Extracted text:
################

Discussion in 'The Hokey Ass Message Board' started by Century, Apr 16, 2014.

  1. Century
    Joined: May 28, 2009
    Posts: 176

    Century
    Member

    Hi all,

    I'm looking for a compact firewall mounted swing pedal that I can find in a junkyard. I'm currently working on a dual MC conversion for my '56 Buick and would like to gather all the parts before starting anything. I intend to use a late 60's/70's GM master/booster setup (readily available on RockAuto for $100-130), and I'm looking for something that will work with that.

    I've noticed some of the late model Jeeps and Fords have very compact units. From my understanding, GM uses a 3-3/8" bolt pattern for its 4-bolt boosters - is this something that is standard across the board? I'm wondering if a late model Chrysler/Ford pedal will bolt up to a GM booster.

    Thanks
     
  2. squirrel
    Joined: Sep 23, 2004
    Posts: 48,236

    squirrel
    Member

    78-87 GM midsize pedal assembly is pretty compact, you will probably need to brace the firewall, as I recall it does not have a bracket to go to the dash, although adding one would probably give the strength it needs. The pedal is kind of modern ugly though. For a more appropriate pedal, look for something from 55-64 on a Chevy or other GM.

################

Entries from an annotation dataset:
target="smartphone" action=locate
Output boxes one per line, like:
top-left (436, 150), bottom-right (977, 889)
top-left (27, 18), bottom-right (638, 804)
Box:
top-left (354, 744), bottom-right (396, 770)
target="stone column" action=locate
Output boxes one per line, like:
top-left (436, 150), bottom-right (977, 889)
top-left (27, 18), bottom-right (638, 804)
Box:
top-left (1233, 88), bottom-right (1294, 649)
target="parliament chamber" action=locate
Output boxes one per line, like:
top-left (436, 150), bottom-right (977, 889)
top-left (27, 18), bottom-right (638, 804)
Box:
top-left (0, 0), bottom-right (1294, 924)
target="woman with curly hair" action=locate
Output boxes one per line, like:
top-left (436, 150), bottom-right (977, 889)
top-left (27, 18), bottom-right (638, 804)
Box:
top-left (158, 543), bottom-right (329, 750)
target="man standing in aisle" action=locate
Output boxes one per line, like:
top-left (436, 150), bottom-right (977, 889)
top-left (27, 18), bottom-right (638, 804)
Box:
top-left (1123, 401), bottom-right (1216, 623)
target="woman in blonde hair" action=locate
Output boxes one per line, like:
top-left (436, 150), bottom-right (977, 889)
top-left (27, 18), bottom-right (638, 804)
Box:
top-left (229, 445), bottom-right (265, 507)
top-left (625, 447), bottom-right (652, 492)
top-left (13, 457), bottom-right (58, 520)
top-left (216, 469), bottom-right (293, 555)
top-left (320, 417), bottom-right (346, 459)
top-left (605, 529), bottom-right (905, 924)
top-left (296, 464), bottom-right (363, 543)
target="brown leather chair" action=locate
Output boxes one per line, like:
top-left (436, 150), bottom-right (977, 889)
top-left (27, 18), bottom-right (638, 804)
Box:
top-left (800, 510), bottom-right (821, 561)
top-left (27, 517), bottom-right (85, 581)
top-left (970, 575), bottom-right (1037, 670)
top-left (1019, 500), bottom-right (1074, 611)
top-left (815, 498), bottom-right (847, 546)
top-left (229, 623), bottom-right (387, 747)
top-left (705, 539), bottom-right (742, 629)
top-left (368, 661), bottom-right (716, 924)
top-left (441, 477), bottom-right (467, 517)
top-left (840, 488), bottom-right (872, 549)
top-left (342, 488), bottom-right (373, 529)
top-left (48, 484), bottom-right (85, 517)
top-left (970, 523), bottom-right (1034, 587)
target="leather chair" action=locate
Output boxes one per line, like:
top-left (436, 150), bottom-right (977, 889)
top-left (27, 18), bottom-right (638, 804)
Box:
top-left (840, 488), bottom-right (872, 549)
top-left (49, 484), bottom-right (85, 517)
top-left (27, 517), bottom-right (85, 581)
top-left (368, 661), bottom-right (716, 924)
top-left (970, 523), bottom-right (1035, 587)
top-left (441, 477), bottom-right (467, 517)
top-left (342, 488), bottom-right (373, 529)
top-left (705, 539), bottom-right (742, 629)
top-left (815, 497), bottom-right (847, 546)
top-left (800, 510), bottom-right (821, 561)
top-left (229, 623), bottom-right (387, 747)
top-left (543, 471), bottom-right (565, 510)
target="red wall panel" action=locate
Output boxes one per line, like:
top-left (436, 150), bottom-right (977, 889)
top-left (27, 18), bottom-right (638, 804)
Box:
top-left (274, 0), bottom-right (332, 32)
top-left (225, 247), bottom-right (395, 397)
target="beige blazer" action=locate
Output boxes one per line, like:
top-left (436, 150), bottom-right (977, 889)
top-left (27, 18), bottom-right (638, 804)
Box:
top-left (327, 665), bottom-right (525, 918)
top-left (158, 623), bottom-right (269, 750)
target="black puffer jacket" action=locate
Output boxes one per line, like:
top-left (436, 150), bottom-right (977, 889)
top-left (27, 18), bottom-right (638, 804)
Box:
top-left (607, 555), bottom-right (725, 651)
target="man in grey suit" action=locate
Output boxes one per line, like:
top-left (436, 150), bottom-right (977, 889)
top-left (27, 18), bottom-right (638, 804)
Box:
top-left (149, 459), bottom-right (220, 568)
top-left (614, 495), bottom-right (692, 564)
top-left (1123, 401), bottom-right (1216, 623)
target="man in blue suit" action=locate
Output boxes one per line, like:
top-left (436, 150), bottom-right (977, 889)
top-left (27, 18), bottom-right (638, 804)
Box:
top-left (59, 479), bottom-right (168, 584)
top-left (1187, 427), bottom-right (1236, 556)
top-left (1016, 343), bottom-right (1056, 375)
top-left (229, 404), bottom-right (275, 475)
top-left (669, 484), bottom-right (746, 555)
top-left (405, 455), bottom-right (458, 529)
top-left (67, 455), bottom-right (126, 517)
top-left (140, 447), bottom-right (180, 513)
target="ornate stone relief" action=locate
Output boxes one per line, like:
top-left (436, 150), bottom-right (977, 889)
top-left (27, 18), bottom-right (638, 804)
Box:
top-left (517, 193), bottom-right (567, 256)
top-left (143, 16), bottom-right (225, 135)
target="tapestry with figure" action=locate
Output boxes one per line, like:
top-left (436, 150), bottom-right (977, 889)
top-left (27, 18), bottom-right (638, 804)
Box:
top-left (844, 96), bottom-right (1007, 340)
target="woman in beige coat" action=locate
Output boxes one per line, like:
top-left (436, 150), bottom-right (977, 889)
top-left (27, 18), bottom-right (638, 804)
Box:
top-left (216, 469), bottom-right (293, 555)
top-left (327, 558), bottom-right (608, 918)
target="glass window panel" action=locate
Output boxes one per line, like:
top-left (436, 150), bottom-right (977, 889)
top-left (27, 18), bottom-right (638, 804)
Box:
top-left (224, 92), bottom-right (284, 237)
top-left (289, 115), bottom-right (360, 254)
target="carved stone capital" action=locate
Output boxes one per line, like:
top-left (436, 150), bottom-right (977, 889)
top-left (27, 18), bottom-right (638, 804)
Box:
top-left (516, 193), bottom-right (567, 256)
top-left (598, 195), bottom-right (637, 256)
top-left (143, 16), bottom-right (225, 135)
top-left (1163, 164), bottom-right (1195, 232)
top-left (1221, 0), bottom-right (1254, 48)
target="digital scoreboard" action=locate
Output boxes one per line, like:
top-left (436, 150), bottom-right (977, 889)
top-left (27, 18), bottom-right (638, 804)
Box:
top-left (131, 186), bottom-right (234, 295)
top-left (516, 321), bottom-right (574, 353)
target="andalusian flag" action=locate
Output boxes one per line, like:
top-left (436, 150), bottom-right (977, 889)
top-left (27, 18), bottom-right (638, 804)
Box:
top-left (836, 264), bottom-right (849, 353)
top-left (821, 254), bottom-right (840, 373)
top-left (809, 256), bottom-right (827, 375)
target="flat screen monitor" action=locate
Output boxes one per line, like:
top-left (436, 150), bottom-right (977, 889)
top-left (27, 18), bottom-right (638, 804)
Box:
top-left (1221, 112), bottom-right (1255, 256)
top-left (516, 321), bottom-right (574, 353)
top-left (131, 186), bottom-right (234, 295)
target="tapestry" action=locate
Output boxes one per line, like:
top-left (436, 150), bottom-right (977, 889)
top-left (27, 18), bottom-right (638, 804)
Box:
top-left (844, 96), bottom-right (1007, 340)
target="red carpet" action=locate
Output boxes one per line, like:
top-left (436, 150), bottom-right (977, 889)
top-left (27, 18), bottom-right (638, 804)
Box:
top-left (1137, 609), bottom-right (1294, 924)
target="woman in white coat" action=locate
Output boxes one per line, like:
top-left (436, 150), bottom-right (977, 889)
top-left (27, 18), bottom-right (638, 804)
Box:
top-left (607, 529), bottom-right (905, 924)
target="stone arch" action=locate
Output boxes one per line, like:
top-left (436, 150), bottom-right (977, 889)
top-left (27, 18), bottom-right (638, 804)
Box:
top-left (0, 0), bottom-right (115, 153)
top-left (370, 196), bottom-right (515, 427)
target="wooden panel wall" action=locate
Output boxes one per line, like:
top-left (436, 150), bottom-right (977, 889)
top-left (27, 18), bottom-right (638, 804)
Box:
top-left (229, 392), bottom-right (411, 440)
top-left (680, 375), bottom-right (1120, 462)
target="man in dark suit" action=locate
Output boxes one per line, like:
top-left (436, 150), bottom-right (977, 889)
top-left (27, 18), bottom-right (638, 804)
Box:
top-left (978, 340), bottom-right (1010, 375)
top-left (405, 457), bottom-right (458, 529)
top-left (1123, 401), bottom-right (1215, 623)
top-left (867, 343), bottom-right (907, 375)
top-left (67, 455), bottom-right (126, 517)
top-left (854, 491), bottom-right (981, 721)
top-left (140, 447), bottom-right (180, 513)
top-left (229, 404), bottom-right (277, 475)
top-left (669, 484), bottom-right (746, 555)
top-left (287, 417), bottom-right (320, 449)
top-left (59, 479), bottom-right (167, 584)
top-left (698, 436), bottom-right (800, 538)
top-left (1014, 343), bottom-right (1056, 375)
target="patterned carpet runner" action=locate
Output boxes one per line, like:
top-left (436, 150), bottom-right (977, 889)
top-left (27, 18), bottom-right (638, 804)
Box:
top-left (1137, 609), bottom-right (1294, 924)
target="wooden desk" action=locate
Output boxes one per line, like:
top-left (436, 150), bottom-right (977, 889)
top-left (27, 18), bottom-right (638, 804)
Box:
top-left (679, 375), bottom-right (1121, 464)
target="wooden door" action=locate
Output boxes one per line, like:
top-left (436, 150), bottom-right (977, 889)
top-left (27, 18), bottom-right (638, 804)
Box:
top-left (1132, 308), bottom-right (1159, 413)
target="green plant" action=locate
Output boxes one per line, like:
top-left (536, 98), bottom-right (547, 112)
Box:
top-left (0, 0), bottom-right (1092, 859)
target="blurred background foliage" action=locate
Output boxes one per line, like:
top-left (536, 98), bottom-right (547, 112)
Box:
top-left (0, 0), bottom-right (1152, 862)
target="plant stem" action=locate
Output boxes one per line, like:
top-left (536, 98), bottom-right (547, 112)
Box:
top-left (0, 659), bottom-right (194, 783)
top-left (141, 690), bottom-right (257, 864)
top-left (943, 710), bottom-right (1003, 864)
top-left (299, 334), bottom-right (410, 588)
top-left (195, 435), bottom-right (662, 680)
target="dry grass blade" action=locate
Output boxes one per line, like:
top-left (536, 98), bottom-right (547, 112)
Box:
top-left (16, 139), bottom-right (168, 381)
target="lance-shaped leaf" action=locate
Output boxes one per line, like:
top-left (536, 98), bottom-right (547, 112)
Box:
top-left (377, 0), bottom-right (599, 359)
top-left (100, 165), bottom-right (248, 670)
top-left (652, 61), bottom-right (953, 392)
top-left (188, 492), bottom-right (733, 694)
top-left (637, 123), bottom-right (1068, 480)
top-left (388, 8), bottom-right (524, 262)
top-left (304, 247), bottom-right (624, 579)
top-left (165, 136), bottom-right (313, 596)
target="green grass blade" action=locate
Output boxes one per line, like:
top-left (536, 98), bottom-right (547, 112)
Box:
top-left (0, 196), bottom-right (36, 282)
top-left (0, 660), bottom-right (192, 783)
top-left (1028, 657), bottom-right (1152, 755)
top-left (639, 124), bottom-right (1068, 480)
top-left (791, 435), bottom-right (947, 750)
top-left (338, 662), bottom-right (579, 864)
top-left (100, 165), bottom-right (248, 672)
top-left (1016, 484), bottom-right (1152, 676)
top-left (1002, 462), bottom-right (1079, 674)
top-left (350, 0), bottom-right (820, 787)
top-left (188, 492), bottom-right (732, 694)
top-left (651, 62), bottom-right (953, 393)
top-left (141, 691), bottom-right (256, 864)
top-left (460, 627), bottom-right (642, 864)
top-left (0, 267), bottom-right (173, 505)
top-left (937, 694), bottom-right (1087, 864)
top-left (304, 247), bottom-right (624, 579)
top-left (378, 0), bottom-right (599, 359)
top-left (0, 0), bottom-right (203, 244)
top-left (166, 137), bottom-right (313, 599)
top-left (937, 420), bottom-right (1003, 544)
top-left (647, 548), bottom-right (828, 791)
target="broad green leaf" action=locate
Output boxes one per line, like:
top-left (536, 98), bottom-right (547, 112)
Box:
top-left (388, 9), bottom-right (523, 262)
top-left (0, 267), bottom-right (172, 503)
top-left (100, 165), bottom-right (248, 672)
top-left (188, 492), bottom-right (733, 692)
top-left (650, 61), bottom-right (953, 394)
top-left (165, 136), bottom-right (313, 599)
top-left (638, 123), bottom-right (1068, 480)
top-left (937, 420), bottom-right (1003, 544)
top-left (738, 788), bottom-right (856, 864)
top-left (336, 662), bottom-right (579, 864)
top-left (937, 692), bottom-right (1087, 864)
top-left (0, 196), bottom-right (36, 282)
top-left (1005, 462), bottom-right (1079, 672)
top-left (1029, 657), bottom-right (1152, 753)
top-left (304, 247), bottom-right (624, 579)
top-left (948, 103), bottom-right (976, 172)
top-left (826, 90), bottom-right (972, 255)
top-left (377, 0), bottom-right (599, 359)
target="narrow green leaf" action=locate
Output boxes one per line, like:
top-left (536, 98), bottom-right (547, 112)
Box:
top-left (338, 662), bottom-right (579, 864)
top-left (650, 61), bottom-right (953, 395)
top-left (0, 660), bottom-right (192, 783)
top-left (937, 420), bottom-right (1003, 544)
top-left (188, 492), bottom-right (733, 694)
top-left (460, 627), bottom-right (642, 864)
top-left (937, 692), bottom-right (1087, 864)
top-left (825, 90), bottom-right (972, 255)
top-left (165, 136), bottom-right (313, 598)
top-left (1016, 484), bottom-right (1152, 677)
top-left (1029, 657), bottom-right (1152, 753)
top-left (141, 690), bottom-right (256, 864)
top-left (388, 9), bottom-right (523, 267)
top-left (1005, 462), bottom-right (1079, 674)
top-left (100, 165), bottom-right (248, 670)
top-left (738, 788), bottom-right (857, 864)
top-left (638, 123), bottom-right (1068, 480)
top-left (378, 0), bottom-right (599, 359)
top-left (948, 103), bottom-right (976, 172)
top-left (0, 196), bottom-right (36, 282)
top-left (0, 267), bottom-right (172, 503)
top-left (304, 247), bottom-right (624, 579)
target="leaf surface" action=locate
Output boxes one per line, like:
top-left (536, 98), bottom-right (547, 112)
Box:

################

Requirement A: In the forum thread about the dual master cylinder conversion, which model years of GM midsize pedal assembly does squirrel call pretty compact?
Requirement B: Pick up the forum thread about the dual master cylinder conversion after its final post and continue it.

Response A: 78-87.

Response B:
     
  3. 1971BB427
    Joined: Mar 6, 2010
    Posts: 6,664

    1971BB427
    Member
    from Oregon

    Check out late 80's-90's Subaru Legacy pedal assembly. Only about $20 at the pick n pulls, and deigned for a flat firewall. I have one in my Austin gasser, and they're extremely compact.
     
  4. Century
    Joined: May 28, 2009
    Posts: 176

    Century
    Member

    Thanks for the tips. Anything else I can look out for at the junkyard? Perhaps something I can use the booster/master out of as well (disc/drum)?
     

  5. Century
    Joined: May 28, 2009
    Posts: 176

    Century
    Member

    Bumping this up - heading to the yard this weekend, any tips appreciated.
     
  6. You have a big car, so think of a bigger donor car, like an old Impala, Belair. I'd think that something from a '65-70 would be pretty good. I've seen pedal assemblies offered as new items too.
     
  7. porky55
    Joined: Aug 23, 2013
    Posts: 269

    porky55
    Member

    I've heard 80's cameros have good donor pedals. I've also heard good things about jeeps

    Posted using the Full Custom H.A.M.B. App!
     
  8. Most 70's pedal assy's ARE fair compact, given as they run only from the firewall to the dash. The pedal ratio is what you need to remain, all else is somewhat flexible.

    However, you MUST brace the firewall, and it is an extremely good idea to attach to the dash as factory. I have, in the past, run angle along the side of the assy, running the attachment bolts through the angle, and the angle running from the very top of the cowl to the toe kick. AND to the dashboard. This install ('38 Chevy, '51 Chevy) stopped VERY well.

    BTW, it works well to match the front calipers to the master/booster. Very well, indeed.

    Cosmo

    P.S. Remember, these are your brakes, they need to be excellent.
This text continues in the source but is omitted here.